§ **SOURCE EXCERPT**

+++

Experimental Jenkins monitoring

Eyal Edri eedri at redhat.com
Wed Apr 20 11:48:23 UTC 2016


Looks amazing!

Just adding a screenshot so people will see how nice it is :) [1]

[1]
http://graphite.phx.ovirt.org/dashboard/snapshot/qvdhPL34HoUpygGldklmT5uLUnRyj19E


On Mon, Apr 18, 2016 at 10:36 AM, David Caro <dcaro at redhat.com> wrote:

> On 04/17 23:55, Nadav Goldin wrote:
> > >
> > > I think that will change a lot per-project basis, if we can get that
> info
> > > per
> > > job, with grafana then we can aggregate and create secondary stats
> (like
> > > bilds
> > > per hour as you say).
> > > So I'd say just to collect the 'bare' data, like job built event, job
> > > ended,
> > > duration and such.
> >
> > agree. will need to improve that, right now it 'pulls' each X seconds via
> > the CLI,
> > instead of Jenkins sending the events, so it is limited to what the CLI
> can
> > provide and not that efficient. I plan to install [1] and do the opposite
> > (Jenkins will send a POST request with the data on each build
> > event and then it would be sent to graphite)

+++

§ **MATERIAL**
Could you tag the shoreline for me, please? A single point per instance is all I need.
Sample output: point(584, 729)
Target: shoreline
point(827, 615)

+++

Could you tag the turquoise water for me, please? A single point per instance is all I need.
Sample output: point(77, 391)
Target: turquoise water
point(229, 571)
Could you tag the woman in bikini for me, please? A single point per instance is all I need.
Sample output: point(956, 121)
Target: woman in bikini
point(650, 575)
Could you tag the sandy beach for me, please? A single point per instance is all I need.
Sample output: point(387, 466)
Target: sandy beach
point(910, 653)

+++

§ **TASK SET**
1. In the Jenkins monitoring thread, reproduce the passage from "On Mon, Apr" up to and including "duration and such.".
2. Using the Jenkins monitoring thread, explain why Nadav Goldin plans to change how the monitoring data is collected.

§ **COMPLETED EXERCISE**
1.
On Mon, Apr 18, 2016 at 10:36 AM, David Caro <dcaro at redhat.com> wrote:

> On 04/17 23:55, Nadav Goldin wrote:
> > >
> > > I think that will change a lot per-project basis, if we can get that
> info
> > > per
> > > job, with grafana then we can aggregate and create secondary stats
> (like
> > > bilds
> > > per hour as you say).
> > > So I'd say just to collect the 'bare' data, like job built event, job
> > > ended,
> > > duration and such.

2. The current setup pulls data from Jenkins every X seconds via the CLI instead of Jenkins sending the events, so it can only get what the CLI provides and is not efficient. The planned setup reverses this: Jenkins will send a POST request with the data on each build event, and that data will then be sent to graphite.